_INSTRUCTIONS FOR THE TASK_
Find each line in the records below that contains the word "outline", with case counting, and copy those lines out.
+--
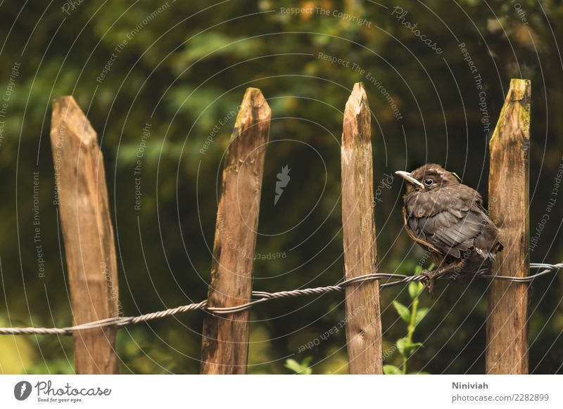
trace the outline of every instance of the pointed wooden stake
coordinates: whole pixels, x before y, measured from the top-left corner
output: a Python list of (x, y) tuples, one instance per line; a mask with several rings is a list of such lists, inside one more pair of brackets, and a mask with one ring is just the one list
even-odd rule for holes
[[(270, 117), (270, 107), (260, 91), (248, 89), (223, 168), (208, 295), (210, 307), (233, 306), (251, 299)], [(246, 310), (205, 317), (201, 373), (246, 373), (249, 316)]]
[[(75, 324), (116, 316), (118, 267), (103, 158), (72, 96), (53, 101), (51, 145)], [(118, 372), (115, 326), (73, 337), (77, 373)]]
[[(505, 248), (492, 273), (529, 274), (530, 81), (512, 79), (489, 143), (489, 211)], [(528, 373), (528, 285), (493, 280), (487, 309), (486, 373)]]
[[(346, 278), (378, 273), (374, 215), (371, 117), (363, 84), (354, 85), (342, 133), (342, 225)], [(379, 282), (346, 287), (350, 374), (383, 372)]]

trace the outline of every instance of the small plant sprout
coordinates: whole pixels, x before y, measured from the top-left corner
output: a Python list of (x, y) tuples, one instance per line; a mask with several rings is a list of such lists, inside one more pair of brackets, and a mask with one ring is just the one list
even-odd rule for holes
[[(422, 268), (417, 266), (415, 271), (415, 275), (418, 275), (422, 272)], [(419, 308), (419, 296), (424, 291), (424, 285), (422, 283), (412, 281), (409, 283), (409, 295), (412, 301), (411, 308), (409, 309), (398, 301), (393, 301), (393, 305), (399, 314), (400, 318), (407, 325), (407, 336), (397, 340), (397, 350), (403, 357), (403, 363), (400, 367), (394, 365), (384, 365), (383, 366), (384, 373), (386, 375), (405, 375), (407, 374), (407, 363), (409, 358), (421, 346), (421, 342), (413, 342), (412, 338), (415, 335), (415, 329), (417, 325), (424, 318), (428, 313), (427, 308)], [(422, 374), (426, 372), (414, 372), (410, 374)]]

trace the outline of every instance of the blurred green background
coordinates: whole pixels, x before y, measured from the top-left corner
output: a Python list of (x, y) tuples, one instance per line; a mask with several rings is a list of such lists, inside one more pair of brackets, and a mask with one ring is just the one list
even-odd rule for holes
[[(306, 13), (282, 10), (296, 7)], [(53, 204), (49, 131), (57, 96), (73, 95), (99, 133), (127, 316), (205, 298), (221, 160), (234, 122), (228, 117), (248, 86), (260, 88), (272, 110), (256, 252), (264, 258), (284, 254), (255, 261), (255, 290), (341, 279), (339, 141), (354, 82), (364, 82), (373, 111), (382, 271), (413, 273), (424, 254), (403, 229), (402, 183), (386, 175), (438, 162), (486, 196), (487, 144), (510, 78), (532, 82), (532, 235), (562, 165), (560, 1), (11, 0), (0, 11), (0, 94), (7, 107), (0, 118), (0, 326), (72, 321)], [(332, 63), (320, 53), (350, 63)], [(110, 70), (101, 78), (109, 61)], [(134, 167), (146, 124), (151, 136), (137, 211)], [(274, 205), (276, 174), (285, 165), (291, 178)], [(34, 243), (33, 172), (39, 172), (44, 274)], [(532, 261), (563, 259), (562, 195)], [(417, 327), (424, 347), (410, 370), (483, 372), (486, 285), (441, 283), (434, 299), (422, 296), (421, 306), (430, 309)], [(563, 372), (562, 290), (562, 274), (530, 287), (533, 373)], [(381, 294), (385, 362), (396, 365), (400, 356), (393, 343), (406, 329), (393, 300), (409, 306), (406, 287)], [(344, 331), (300, 351), (344, 313), (343, 296), (334, 293), (254, 309), (248, 372), (291, 373), (284, 363), (292, 358), (305, 360), (312, 373), (346, 373)], [(190, 313), (120, 330), (122, 373), (196, 373), (202, 318)], [(0, 372), (72, 372), (71, 337), (0, 337)]]

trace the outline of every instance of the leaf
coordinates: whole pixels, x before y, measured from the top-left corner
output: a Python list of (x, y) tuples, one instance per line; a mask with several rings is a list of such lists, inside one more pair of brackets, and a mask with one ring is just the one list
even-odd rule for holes
[(419, 281), (417, 283), (415, 283), (414, 281), (409, 283), (409, 295), (410, 295), (410, 299), (415, 301), (415, 299), (420, 295), (423, 290), (424, 290), (424, 286)]
[(296, 373), (301, 375), (311, 375), (312, 373), (312, 370), (308, 367), (308, 365), (310, 363), (312, 360), (312, 356), (308, 356), (303, 359), (301, 363), (299, 363), (295, 359), (291, 359), (290, 358), (286, 360), (286, 363), (284, 366)]
[(399, 338), (397, 339), (397, 349), (399, 351), (399, 353), (401, 355), (405, 355), (405, 346), (407, 345), (407, 342), (408, 339), (407, 338)]
[(420, 309), (417, 311), (417, 315), (415, 316), (415, 326), (418, 325), (419, 323), (422, 321), (426, 314), (428, 313), (428, 309)]
[(401, 375), (400, 370), (394, 365), (384, 365), (383, 373), (385, 375)]
[(410, 311), (409, 309), (398, 301), (393, 301), (393, 306), (395, 307), (395, 309), (397, 310), (397, 312), (399, 313), (403, 320), (407, 324), (410, 323)]
[(406, 356), (410, 356), (415, 352), (415, 350), (417, 348), (422, 346), (422, 342), (415, 342), (414, 344), (410, 344), (409, 345), (405, 346), (405, 354)]
[(403, 356), (410, 356), (415, 350), (419, 346), (423, 346), (422, 342), (415, 342), (409, 344), (407, 337), (400, 338), (397, 340), (397, 349)]

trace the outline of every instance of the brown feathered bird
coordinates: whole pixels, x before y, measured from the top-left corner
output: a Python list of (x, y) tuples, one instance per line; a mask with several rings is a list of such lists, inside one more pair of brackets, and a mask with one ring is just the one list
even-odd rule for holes
[(396, 173), (407, 182), (403, 208), (407, 233), (430, 252), (438, 266), (423, 272), (429, 291), (440, 276), (490, 268), (502, 244), (481, 195), (439, 164)]

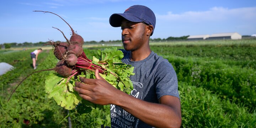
+--
_TASK RESPONSE_
trace the outline of every instance of the pointed wooden stake
trace the outline of every instance of the small plant sprout
trace the outline of every instance of the blurred green background
trace the outline of every instance of the leaf
trace the outline of every instance of the brown feathered bird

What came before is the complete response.